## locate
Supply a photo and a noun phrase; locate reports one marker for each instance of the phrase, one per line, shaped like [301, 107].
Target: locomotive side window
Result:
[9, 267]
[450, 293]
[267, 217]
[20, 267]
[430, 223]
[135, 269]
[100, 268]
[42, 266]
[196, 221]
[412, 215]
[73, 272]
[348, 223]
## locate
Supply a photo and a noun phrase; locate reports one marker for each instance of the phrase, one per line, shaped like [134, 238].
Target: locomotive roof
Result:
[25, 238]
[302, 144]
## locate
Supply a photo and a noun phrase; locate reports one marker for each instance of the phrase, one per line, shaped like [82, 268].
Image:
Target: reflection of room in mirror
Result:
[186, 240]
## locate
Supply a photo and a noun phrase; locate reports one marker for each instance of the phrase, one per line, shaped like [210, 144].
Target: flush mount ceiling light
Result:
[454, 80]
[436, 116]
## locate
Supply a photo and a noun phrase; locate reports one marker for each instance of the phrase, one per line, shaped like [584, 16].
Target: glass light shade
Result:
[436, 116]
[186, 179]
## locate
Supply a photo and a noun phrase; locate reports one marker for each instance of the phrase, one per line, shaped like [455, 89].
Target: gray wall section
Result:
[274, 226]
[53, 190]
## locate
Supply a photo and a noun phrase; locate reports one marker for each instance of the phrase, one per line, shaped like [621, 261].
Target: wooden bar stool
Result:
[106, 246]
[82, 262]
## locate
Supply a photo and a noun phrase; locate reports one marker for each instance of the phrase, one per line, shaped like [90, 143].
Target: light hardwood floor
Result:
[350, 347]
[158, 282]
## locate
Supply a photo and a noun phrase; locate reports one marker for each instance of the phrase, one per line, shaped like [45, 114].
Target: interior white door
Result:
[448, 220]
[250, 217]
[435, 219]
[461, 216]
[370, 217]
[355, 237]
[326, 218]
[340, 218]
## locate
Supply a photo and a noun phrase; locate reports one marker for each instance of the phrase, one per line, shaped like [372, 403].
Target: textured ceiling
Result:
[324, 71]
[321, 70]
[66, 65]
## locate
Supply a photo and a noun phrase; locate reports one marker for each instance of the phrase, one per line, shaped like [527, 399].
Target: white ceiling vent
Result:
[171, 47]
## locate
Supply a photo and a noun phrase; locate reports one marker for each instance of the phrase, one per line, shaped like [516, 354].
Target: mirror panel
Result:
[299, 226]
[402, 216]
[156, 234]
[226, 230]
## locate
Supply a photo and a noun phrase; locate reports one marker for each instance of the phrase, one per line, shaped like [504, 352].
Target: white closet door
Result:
• • • • •
§ Goal:
Repeat all of the records above exactly as they appear.

§ Written answer:
## locate
Supply a photo and a noun phrase; locate reports one marker for each instance of the phrase, one per line, shaped like [301, 107].
Target: locomotive side window
Result:
[9, 267]
[450, 293]
[267, 217]
[20, 267]
[430, 223]
[135, 269]
[100, 268]
[42, 266]
[196, 221]
[412, 215]
[73, 272]
[348, 223]
## locate
Supply a photo and a noun phrase; locate reports one marker for each instance of the phrase, one per line, shaped like [134, 238].
Target: locomotive roof
Result:
[25, 238]
[302, 144]
## locate
Supply a photo and a noun phrase; locate reports one marker for each instance of the phrase, one per line, shaped like [82, 268].
Image:
Target: reflection of room in mirror
Result:
[186, 240]
## locate
Supply a photo and a noun phrase; locate reports one marker for each instance of the phrase, one per line, shaped like [210, 144].
Target: flush mount ceiling light
Result:
[454, 80]
[436, 116]
## locate
Supply a photo and a noun phrase; locate reports one marker for each instance of the phrase, one per line, shaped like [584, 16].
Target: glass light shade
Result:
[436, 116]
[186, 179]
## locate
Supply a photo and a noun phrase; locate reports one marker for each instance of the phrase, one per line, shaped like [455, 89].
Target: gray wall section
Result:
[274, 226]
[53, 190]
## locate
Supply a photo and a noun phrase; locate reports one marker for each instance of the phrase, one per line, shaped like [621, 261].
Target: wooden bar stool
Result:
[106, 246]
[82, 262]
## locate
Supply a photo and a noun phrase; locate reports one marker for each instance of the phrase, one per line, shaped like [90, 143].
Target: light hardwood floor
Result:
[350, 347]
[158, 282]
## locate
Supply a photo and a noun phrase; locate reports one marker for each instance of the phrase, one per line, shaped like [45, 114].
Target: interior white door
Result:
[448, 220]
[250, 217]
[435, 219]
[461, 216]
[370, 217]
[355, 237]
[326, 218]
[340, 218]
## locate
Supply a photo and a noun phrase; locate reports one marker for each instance of the phrase, one per line, shaped like [372, 403].
Target: textured ceiling
Result:
[324, 71]
[321, 70]
[66, 65]
## locate
Supply a photo and a noun phrase; locate reports one marker for each instance of the phrase, one per line, shaped like [527, 399].
Target: white ceiling vent
Result:
[171, 47]
## locate
Supply a photo and a noun phrase; locate reports one marker for each instance of the phrase, one per line, shaped like [516, 354].
Target: mirror panel
Result:
[299, 226]
[402, 216]
[156, 234]
[226, 230]
## locate
Supply a photo and a noun phrase; locate reports one marker for each instance of the phrase, one per line, shaped like [504, 352].
Target: white closet door
Result:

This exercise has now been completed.